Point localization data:
##########

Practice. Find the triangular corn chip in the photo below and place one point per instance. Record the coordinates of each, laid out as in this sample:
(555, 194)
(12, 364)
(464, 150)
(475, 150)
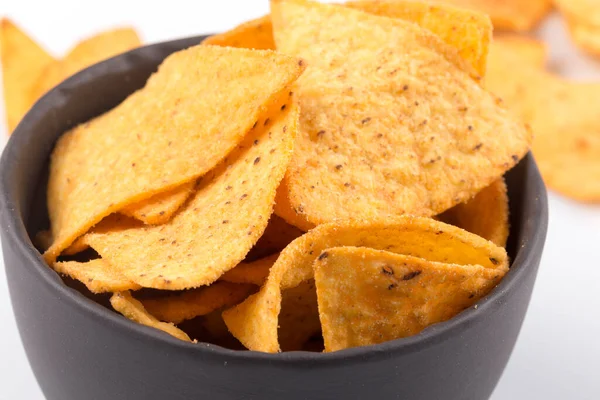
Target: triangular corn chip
(160, 208)
(211, 96)
(218, 225)
(254, 322)
(276, 236)
(511, 15)
(23, 61)
(562, 114)
(254, 272)
(255, 34)
(470, 32)
(97, 275)
(374, 85)
(190, 304)
(371, 296)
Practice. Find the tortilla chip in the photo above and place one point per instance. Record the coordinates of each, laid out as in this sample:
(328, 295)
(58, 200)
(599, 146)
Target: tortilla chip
(43, 240)
(216, 331)
(255, 34)
(299, 316)
(23, 61)
(132, 309)
(160, 208)
(210, 109)
(86, 53)
(394, 85)
(97, 275)
(254, 322)
(470, 32)
(277, 235)
(285, 210)
(221, 222)
(255, 272)
(186, 305)
(485, 215)
(510, 15)
(371, 296)
(562, 114)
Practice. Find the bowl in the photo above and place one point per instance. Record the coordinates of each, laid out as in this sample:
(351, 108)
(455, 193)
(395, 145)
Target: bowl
(79, 349)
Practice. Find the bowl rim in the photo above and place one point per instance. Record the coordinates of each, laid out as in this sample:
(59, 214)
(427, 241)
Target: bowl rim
(15, 232)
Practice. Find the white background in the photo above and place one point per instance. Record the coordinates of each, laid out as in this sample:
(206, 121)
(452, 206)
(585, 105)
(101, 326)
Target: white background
(558, 353)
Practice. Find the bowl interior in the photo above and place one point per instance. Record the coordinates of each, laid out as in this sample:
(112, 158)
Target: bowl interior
(24, 174)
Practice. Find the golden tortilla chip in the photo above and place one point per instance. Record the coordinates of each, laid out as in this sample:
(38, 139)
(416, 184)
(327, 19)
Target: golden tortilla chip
(160, 208)
(470, 32)
(212, 96)
(284, 209)
(371, 296)
(221, 222)
(77, 246)
(97, 275)
(485, 215)
(255, 272)
(255, 34)
(23, 61)
(190, 304)
(510, 15)
(563, 116)
(86, 53)
(567, 144)
(43, 240)
(215, 331)
(254, 322)
(299, 316)
(392, 86)
(132, 309)
(276, 236)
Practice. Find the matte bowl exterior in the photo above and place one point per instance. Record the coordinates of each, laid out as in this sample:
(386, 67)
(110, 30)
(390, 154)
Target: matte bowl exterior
(80, 350)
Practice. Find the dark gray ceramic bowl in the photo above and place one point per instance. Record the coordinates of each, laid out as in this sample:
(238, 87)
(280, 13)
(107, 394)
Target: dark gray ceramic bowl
(80, 350)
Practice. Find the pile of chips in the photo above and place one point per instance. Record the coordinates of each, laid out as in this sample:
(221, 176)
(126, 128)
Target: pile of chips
(326, 177)
(561, 113)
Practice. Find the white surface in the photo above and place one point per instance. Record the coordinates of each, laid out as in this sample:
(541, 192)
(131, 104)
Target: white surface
(558, 354)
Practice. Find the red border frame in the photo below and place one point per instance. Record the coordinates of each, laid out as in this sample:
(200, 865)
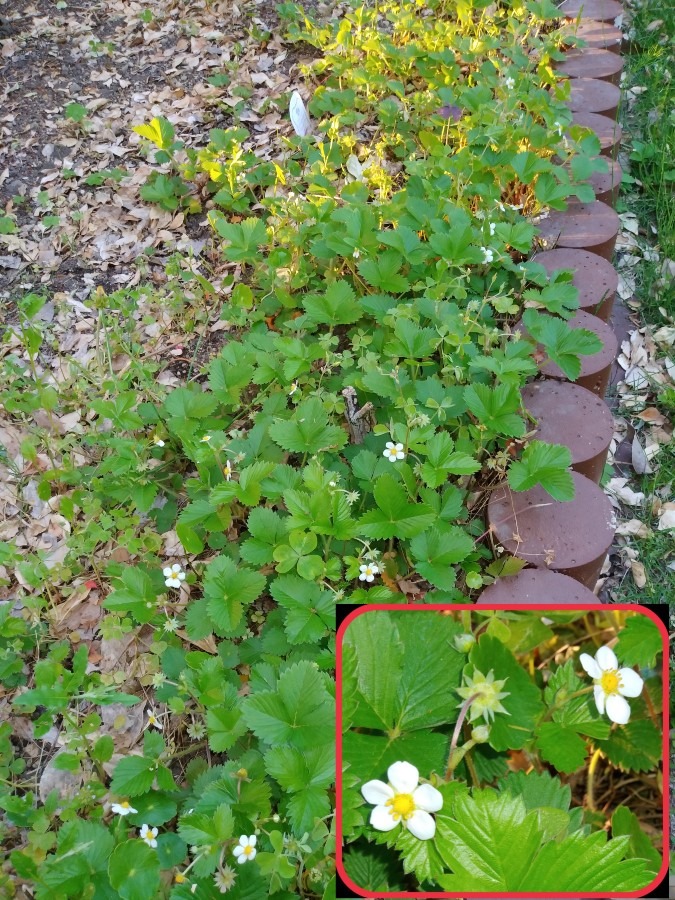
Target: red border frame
(545, 607)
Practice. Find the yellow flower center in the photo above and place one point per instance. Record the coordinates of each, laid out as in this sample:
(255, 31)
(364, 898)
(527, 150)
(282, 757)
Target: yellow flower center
(610, 682)
(402, 806)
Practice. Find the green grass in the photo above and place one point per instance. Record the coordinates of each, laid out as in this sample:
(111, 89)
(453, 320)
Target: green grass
(650, 124)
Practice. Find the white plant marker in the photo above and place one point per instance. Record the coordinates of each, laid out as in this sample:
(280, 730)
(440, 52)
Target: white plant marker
(299, 116)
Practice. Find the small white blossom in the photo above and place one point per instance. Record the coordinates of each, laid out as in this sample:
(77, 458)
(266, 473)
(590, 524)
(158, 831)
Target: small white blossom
(225, 879)
(368, 572)
(173, 575)
(393, 451)
(612, 684)
(403, 800)
(149, 835)
(245, 849)
(123, 808)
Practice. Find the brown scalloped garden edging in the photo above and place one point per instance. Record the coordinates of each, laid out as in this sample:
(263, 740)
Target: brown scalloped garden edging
(564, 544)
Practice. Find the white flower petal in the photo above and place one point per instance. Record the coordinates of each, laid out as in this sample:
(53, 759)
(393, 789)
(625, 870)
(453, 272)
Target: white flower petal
(427, 798)
(618, 709)
(382, 819)
(590, 666)
(631, 683)
(422, 825)
(403, 777)
(606, 659)
(599, 699)
(377, 792)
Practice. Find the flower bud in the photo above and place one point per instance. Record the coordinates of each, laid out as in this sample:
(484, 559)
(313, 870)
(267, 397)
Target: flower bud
(480, 734)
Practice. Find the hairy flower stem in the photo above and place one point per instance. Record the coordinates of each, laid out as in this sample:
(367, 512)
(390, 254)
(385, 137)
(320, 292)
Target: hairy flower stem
(595, 759)
(452, 762)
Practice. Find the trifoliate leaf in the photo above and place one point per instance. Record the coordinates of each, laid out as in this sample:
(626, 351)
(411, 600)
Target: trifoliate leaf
(382, 272)
(310, 610)
(411, 685)
(308, 431)
(395, 516)
(300, 712)
(133, 776)
(537, 789)
(491, 843)
(229, 589)
(133, 870)
(244, 238)
(561, 746)
(442, 460)
(436, 551)
(562, 343)
(624, 822)
(371, 868)
(544, 464)
(639, 642)
(370, 755)
(637, 746)
(496, 408)
(337, 306)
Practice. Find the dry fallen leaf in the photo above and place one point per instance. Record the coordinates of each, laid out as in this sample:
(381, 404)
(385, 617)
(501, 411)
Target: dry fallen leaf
(639, 457)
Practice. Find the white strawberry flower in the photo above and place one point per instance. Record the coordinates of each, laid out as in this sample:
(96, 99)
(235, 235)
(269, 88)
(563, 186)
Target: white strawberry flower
(393, 451)
(123, 808)
(245, 849)
(403, 800)
(368, 572)
(148, 835)
(612, 684)
(173, 575)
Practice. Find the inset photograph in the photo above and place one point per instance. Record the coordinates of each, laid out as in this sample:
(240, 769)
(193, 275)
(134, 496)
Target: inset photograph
(501, 751)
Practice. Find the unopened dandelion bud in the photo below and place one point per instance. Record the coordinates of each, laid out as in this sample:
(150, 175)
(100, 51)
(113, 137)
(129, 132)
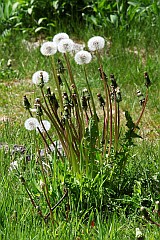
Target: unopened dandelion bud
(26, 103)
(141, 97)
(148, 82)
(39, 111)
(9, 63)
(157, 206)
(59, 79)
(48, 92)
(113, 81)
(42, 184)
(103, 76)
(60, 68)
(74, 99)
(66, 101)
(31, 123)
(86, 94)
(139, 234)
(66, 113)
(145, 213)
(37, 102)
(84, 103)
(118, 95)
(22, 179)
(73, 88)
(40, 77)
(54, 101)
(101, 100)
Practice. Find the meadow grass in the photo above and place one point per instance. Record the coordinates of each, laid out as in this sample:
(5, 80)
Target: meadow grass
(138, 184)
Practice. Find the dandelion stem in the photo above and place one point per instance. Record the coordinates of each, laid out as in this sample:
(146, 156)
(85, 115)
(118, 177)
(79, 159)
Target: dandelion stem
(143, 108)
(57, 83)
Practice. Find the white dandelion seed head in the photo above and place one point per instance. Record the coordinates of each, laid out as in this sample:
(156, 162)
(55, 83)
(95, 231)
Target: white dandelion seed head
(31, 123)
(83, 57)
(65, 45)
(96, 43)
(58, 37)
(46, 124)
(36, 78)
(48, 48)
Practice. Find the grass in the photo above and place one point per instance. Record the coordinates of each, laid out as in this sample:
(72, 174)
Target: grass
(137, 185)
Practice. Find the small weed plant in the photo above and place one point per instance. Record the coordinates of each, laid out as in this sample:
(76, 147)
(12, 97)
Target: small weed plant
(87, 140)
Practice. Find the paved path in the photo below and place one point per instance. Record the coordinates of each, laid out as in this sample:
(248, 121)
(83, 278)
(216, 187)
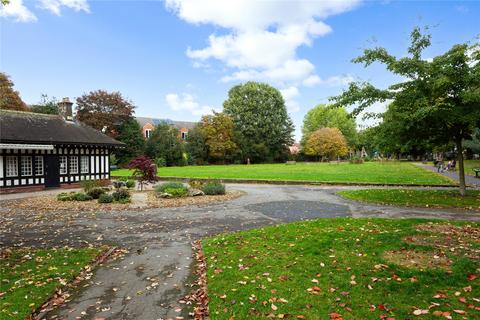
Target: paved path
(149, 282)
(469, 180)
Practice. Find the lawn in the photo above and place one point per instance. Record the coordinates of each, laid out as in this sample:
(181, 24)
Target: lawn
(423, 198)
(30, 277)
(345, 269)
(367, 173)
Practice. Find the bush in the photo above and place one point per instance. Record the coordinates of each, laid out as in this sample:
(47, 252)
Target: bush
(95, 193)
(130, 184)
(105, 198)
(121, 194)
(214, 188)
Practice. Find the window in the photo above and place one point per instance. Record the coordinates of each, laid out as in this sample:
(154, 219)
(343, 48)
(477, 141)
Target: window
(84, 164)
(63, 165)
(39, 165)
(12, 166)
(73, 164)
(26, 165)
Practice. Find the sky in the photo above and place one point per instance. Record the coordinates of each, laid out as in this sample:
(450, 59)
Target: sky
(177, 59)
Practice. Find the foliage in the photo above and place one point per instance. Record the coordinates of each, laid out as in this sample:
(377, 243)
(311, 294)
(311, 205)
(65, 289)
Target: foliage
(327, 143)
(129, 133)
(217, 130)
(46, 105)
(105, 198)
(95, 193)
(341, 269)
(213, 188)
(436, 102)
(423, 198)
(196, 147)
(9, 98)
(326, 116)
(31, 276)
(262, 124)
(164, 142)
(101, 109)
(144, 170)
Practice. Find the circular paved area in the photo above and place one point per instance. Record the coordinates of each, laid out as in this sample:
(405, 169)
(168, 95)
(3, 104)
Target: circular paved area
(159, 242)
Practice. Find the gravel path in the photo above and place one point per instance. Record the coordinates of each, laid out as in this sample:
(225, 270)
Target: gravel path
(151, 279)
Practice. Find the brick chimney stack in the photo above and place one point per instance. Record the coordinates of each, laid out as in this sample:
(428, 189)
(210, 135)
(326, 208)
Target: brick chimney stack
(65, 109)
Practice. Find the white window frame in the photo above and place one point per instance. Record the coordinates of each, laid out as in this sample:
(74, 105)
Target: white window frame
(11, 163)
(73, 164)
(39, 165)
(84, 164)
(26, 167)
(63, 164)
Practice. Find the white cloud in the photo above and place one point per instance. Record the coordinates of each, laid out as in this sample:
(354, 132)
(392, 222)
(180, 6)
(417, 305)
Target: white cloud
(17, 10)
(54, 6)
(187, 102)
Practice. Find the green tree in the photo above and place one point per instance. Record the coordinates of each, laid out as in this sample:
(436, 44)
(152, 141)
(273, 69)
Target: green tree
(104, 111)
(165, 143)
(129, 132)
(217, 130)
(196, 147)
(326, 116)
(436, 102)
(46, 105)
(326, 143)
(263, 127)
(9, 98)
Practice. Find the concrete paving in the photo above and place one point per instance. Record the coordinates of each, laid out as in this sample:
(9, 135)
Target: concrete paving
(152, 278)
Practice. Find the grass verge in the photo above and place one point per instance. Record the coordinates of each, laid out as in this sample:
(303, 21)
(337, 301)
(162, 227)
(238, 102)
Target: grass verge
(396, 173)
(30, 277)
(345, 269)
(421, 198)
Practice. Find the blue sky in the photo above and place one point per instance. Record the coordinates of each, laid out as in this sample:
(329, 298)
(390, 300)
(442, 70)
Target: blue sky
(177, 59)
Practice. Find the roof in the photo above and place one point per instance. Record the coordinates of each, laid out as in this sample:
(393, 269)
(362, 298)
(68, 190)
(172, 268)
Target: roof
(156, 121)
(29, 127)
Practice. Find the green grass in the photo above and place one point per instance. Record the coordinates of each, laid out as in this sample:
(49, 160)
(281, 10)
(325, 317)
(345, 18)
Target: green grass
(423, 198)
(30, 277)
(249, 273)
(370, 173)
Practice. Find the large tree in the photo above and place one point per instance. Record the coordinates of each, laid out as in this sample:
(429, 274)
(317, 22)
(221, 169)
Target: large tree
(104, 110)
(326, 116)
(437, 101)
(165, 143)
(263, 127)
(9, 98)
(217, 130)
(129, 132)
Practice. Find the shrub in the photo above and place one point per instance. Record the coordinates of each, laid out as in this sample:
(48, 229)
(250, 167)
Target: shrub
(214, 188)
(95, 193)
(130, 184)
(105, 198)
(121, 194)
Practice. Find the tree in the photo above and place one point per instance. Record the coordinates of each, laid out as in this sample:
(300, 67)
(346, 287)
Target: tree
(326, 116)
(218, 133)
(144, 170)
(129, 132)
(436, 102)
(327, 143)
(104, 110)
(46, 105)
(165, 143)
(263, 127)
(196, 147)
(9, 98)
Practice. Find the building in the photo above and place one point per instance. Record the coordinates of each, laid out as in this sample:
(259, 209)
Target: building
(39, 151)
(148, 124)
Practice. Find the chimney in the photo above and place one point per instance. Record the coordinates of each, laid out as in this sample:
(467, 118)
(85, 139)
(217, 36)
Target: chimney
(65, 109)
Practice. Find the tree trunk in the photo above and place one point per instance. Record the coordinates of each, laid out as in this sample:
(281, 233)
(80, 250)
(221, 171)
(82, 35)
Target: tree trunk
(461, 168)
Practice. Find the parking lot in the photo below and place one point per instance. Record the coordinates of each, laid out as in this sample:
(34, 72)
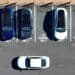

##########

Please filter the entries for the word "below" and copy the lines that have it.

Practice. Find the triangular corn chip in the photo below and place one point per instance. Record the coordinates of each, laid out as in this sample:
Practice. Find the red border frame in the photo below and place one point per instance. Record the coordinates of each, laid out as in this sample:
Practice. Find the unopened dandelion bud in the photo below and place one point per instance. Record the coordinates of each, laid out as in this sample:
Practice. Find the paved path in the photo below and place one point per instance. Record the coordinates of each, laid out as in this sample:
Practice. Find the parking lot in the photo below and place one point per instance. Record the coordinates of each, laid out as in this sample:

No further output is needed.